**Set problem**: From the listing below, extract each entry exactly as written, minus the images.

**Data for this exercise**:
※ ※ ※
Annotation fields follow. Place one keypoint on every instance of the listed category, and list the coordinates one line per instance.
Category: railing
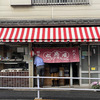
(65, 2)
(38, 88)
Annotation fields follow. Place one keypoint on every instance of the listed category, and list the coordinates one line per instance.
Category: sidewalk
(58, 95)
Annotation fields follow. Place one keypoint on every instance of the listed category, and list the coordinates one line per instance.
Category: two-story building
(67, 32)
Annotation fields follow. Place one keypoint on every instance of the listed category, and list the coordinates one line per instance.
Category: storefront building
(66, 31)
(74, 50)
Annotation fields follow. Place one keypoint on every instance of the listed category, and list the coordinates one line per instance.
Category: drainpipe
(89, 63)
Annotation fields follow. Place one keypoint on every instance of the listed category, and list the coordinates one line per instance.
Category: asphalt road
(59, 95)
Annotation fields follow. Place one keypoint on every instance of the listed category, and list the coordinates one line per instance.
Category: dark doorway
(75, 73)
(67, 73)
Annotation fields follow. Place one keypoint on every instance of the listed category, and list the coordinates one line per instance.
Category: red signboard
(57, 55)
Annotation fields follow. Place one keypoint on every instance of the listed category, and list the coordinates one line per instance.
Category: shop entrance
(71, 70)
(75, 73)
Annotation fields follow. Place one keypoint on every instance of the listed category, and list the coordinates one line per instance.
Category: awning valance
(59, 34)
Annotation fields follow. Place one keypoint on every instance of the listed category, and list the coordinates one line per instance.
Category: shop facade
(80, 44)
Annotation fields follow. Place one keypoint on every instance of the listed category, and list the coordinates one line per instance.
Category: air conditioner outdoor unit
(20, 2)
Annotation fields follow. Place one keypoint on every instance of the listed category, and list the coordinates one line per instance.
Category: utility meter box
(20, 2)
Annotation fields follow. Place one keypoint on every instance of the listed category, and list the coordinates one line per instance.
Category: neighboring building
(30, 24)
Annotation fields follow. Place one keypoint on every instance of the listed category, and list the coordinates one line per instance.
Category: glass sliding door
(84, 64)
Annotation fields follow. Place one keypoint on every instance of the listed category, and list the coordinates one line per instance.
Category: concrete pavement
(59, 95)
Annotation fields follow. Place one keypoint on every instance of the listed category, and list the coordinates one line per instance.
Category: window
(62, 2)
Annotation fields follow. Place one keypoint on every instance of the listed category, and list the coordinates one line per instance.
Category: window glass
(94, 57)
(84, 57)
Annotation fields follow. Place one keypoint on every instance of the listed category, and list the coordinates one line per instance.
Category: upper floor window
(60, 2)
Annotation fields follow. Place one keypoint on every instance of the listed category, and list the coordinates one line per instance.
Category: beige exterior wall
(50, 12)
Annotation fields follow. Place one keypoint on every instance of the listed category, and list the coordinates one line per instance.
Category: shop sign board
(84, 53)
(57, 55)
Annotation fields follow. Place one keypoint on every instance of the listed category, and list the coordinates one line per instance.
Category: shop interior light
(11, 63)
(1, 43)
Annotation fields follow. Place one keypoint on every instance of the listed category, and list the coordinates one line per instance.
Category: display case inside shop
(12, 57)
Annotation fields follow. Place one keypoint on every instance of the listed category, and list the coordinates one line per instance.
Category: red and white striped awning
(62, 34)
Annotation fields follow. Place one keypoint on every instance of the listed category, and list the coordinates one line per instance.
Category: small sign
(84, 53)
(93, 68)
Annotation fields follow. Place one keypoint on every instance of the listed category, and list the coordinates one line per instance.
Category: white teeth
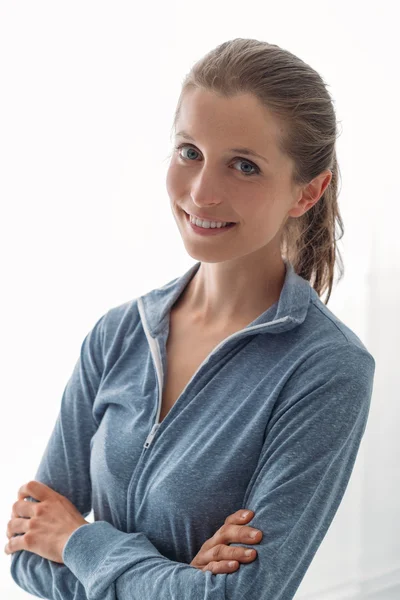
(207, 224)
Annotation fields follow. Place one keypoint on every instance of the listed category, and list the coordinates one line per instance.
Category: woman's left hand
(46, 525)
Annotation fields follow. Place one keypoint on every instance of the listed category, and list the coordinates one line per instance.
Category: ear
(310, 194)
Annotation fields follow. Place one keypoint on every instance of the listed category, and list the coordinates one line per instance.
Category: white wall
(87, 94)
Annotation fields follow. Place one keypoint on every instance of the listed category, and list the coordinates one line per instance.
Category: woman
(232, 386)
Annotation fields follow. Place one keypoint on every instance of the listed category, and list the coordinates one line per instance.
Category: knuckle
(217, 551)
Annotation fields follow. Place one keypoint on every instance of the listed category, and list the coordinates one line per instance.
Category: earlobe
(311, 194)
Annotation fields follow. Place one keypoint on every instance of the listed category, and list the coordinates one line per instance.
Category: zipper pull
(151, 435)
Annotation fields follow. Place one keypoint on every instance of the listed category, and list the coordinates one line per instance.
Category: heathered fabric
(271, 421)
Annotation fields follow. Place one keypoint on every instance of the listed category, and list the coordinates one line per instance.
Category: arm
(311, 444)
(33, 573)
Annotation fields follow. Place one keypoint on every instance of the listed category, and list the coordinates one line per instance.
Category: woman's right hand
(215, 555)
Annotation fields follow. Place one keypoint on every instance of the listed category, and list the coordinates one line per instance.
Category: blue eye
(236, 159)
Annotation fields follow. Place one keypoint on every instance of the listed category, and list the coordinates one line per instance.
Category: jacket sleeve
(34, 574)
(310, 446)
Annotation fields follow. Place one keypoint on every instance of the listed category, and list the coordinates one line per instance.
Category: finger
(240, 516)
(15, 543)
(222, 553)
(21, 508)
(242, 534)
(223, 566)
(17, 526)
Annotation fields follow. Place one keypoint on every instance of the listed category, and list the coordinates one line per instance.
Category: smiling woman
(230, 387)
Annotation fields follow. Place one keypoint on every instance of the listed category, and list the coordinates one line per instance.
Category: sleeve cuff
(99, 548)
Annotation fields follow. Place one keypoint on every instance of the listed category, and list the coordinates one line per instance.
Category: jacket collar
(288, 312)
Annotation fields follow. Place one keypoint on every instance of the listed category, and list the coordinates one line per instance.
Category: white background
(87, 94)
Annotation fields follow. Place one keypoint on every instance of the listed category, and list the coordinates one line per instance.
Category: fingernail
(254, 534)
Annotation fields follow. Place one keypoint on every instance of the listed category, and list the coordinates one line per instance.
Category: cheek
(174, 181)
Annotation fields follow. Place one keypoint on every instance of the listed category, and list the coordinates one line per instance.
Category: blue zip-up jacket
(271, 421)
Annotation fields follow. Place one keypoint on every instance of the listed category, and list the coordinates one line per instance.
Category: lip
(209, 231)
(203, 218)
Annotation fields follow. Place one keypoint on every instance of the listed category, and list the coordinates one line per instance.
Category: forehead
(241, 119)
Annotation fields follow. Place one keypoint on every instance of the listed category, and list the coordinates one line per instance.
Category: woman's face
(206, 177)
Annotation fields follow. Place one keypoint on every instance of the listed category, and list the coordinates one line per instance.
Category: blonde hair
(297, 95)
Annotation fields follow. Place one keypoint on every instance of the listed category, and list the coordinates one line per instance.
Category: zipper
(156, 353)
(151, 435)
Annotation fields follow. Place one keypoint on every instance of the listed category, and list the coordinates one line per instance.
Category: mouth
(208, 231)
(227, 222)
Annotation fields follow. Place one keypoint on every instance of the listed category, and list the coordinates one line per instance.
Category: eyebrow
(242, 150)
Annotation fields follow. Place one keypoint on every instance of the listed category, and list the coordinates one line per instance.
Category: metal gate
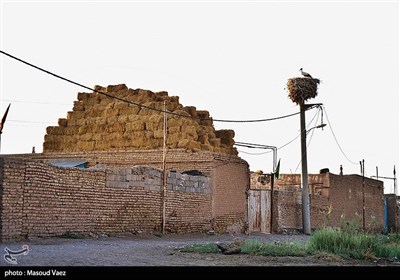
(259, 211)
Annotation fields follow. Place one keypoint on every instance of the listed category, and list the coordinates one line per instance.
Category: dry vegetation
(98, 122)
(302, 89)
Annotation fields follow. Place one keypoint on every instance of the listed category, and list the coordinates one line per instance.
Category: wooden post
※ ※ ※
**Task result**:
Annotation fields follow. Place one keypoint on every instance of the listed category, and list the coordinates one line per instance.
Category: railing
(65, 2)
(38, 88)
Annotation fields follow. Place one keypoint on every instance of the listed category, and list the coordinates one line per instance.
Category: sidewalk
(58, 95)
Annotation fields follow. Place one keypoint on every instance of the listed category, and list the coordinates one line per instance.
Category: two-story building
(67, 32)
Annotation fields follow. Place one keypoint on every instance of the listed category, and list the coordinates one line per instance.
Category: storefront building
(66, 31)
(74, 50)
Annotation fields follow. Place one keypoint on every instance of the listed category, and list the coordinates one line per instance.
Category: drainpipe
(89, 63)
Annotation fields follow. Place one keypoint on every instance of the listed category, and list the coordinates one line per instance.
Category: asphalt road
(59, 95)
Annotation fields follow. Place one keypoint on every instance of the listed category, and list the coordinates one line per instance.
Category: dark doorway
(75, 73)
(67, 73)
Annotation fields follow. Place one keypoint on every instance of the listed category, and list the coordinates one line per instance.
Category: red signboard
(57, 55)
Annotation fields follow. Place one keypoint on every instance of the listed category, and list the coordinates one line per instance.
Category: shop entrance
(71, 70)
(75, 73)
Annotation fields follow. Place one keypoint on every instance of the listed category, and list the coordinates one line per instance.
Category: awning valance
(59, 34)
Annotation fields follow. Place one keypoint on every instance of the listed category, and list the coordinates one line per instance.
Category: shop facade
(80, 44)
Annotation fields follow. Place one keypoint on every instance of the listed category, and list the coordinates one line per instance.
Category: air conditioner outdoor unit
(20, 2)
Annotation fields follow. Place one keypoint on every instance of the listed category, and list the coordinates one line per instance.
Category: utility meter box
(20, 2)
Annotation fields follow. Place one keypoint on every instance of the listed category, and list the coordinates one line per instance.
Category: neighboring building
(30, 24)
Annotation fields follow. Place one keypoint on every instance of the listed category, and list the coordinates one line per instance.
Category: glass sliding door
(84, 64)
Annotation fields follow. Place one keypoint on every instance of the listed category, and list the coordinates one line per instance.
Category: concrete pavement
(59, 95)
Annotation fields follow. Place one keypoint on every instance of the listed category, and list the coordinates one line per instance.
Category: window
(62, 2)
Annotation fields follow. Place one keypoint on every instance of the listed category, and list the coordinates one line per instance.
Category: window glass
(94, 57)
(84, 57)
Annotation fields follow. Place one keypoint on every instance of the listed category, and list the coordinates one line per instance.
Category: upper floor window
(60, 2)
Annotation fields follow. Place one keypoint on every instance of the listed category, and list the coordinates one line per instance.
Category: beige exterior wall
(50, 12)
Annotation fields follow. Place one keypoint on every instance of the listed category, and list the coordinates one line per instance.
Category: shop sign board
(84, 53)
(57, 55)
Annotation fields follow. Place one keypoint on every instance of the listed category, and list the coordinates one line per instance.
Category: shop interior light
(11, 63)
(1, 43)
Annotation fields follow. Place one keypoint on every instance of the listed category, and list the coordinates one line per instance.
Category: display case inside shop
(12, 57)
Annotation fields follow. Place one keypoint on every instance of the listed category, and list the coordinates one line per instance.
Category: red and white striped awning
(62, 34)
Annotation fields follow. Place one keypoint on every instance of the listed category, and list the coordinates one line per instance.
Category: small sign
(84, 53)
(93, 68)
Annotation fields follow. Place one keypoint on every instance of the listed category, and list the coordinates one line per instance.
Category: white teeth
(207, 224)
Annotation fields follow. Place one keypoint on every instance of the listed category, and list the coordinates one line per instance.
Category: woman's left hand
(46, 525)
Annotation fields follow. Place one keypoint on every instance of the listed category, and list the coordinates one line per instance.
Category: ear
(310, 194)
Annotation fields follow. Place one keypoint on every instance of the listed category, and list the coordinates one line per instance.
Category: white wall
(87, 94)
Annotation fields follow. Place one keypoint on every instance of the listed category, and list the coordinates one line per instance.
Category: woman
(232, 386)
Annotation fields follow. Place one keypoint on every instance of the listed category, and list the coordinates one line per instance.
Category: knuckle
(217, 551)
Annotation fields follow. Place one keypoint on every instance of the listed category, and list the coordinates one line per instance.
Category: earlobe
(311, 194)
Annotation fields follow. Place one keypoint on every instance of the listed category, and list the coordinates one line per instance.
Category: zipper pull
(151, 435)
Annotation fields follow. Place one keypoint on every instance of the listed category, and list the coordinates one line per instance.
Category: heathered fabric
(271, 421)
Annotation fields follow. Place one keypoint on every instance of the listed category, and list the coordinates one line per instance.
Category: arm
(311, 444)
(33, 573)
Annotation fields follow. Place one keypoint on every instance of the listed category, and list the coordinates one line per instance.
Category: woman's right hand
(215, 555)
Annotation fields follow. Place one keypoint on every instance of the listed category, and list the coordinates one line per instance.
Category: blue eye
(236, 159)
Annotation fields follow. Place one keypoint on every instance of the listed category, and list the coordinates one line per instance.
Category: jacket sleeve
(34, 574)
(310, 446)
Annotation fields follow. Place one keypoint on every instance of the listed category, and list the coordinates one line per instance.
Category: finger
(240, 516)
(15, 543)
(222, 553)
(21, 508)
(242, 534)
(223, 566)
(17, 526)
Annotation fields follow. Place one keypoint on every instance of the listed category, and list the coordinates one line per instance.
Category: smiling woman
(230, 387)
Annotation fields follow. Place one keypoint on every instance of the listed category, and list the coordinates one line per instance.
Category: sleeve cuff
(99, 548)
Annotation fields follow. Place one keypoint on every instance of the listed category, and list the coordinates one line per instance.
Category: jacket collar
(288, 312)
Annotation fields follow. Place one keypoint on every instance of the listed category, and list the coordinates one line per instance.
Category: white background
(87, 94)
Annotation fields follow. Place one keypoint on every instance of the listed category, and list the coordinates one line per instance.
Category: fingernail
(254, 534)
Annotation fields follow. Place one keypoint on every instance of the listed category, and list the coordinates one line per instance.
Category: cheek
(174, 181)
Annotation fields follow. Place one keypoint on every instance of the listed category, and list the coordinates one line per instance.
Category: blue zip-up jacket
(271, 421)
Annotation fields follow. Place one keypoint on every instance of the listed category, and list the coordinates one line per instance.
Category: lip
(209, 231)
(203, 218)
Annotation fields follow. Place one keypoint on every instance of the listed category, and list the coordinates one line per instance.
Category: forehead
(241, 119)
Annotation fields follow. Place one keypoint on every instance of the listed category, and list the coordinates one line per instance.
Category: woman's face
(206, 177)
Annotation fields follow. Place one keypoint on every instance of the listed category, and list the coordinates one line per instance.
Category: blonde hair
(297, 95)
Annotation fields follow. Place one keypoint on every instance of the listed category, and list the coordinates one line per instance.
Category: zipper
(156, 353)
(151, 435)
Annotation fields follow. Place one keypoint on every instance of the listed category, and list the coordinates one line per instance.
Category: mouth
(208, 231)
(227, 222)
Annotation fields follow. Place one keypoint on every instance of the listed category, and list the coordinates one line per instance.
Category: eyebrow
(242, 150)
Annotation fields follow. Place one keypoint on every instance of the listed category, and list the coordinates one line per instance.
Category: metal gate
(259, 211)
Annotation fields follow. Place one keypoint on every instance of the listed category, and list the coordinates one line per instance.
Category: dry vegetation
(98, 122)
(302, 89)
Annotation fields follow. Place one keypoint on every instance of the listed category, and list the coordinates one line per instance.
Category: wooden post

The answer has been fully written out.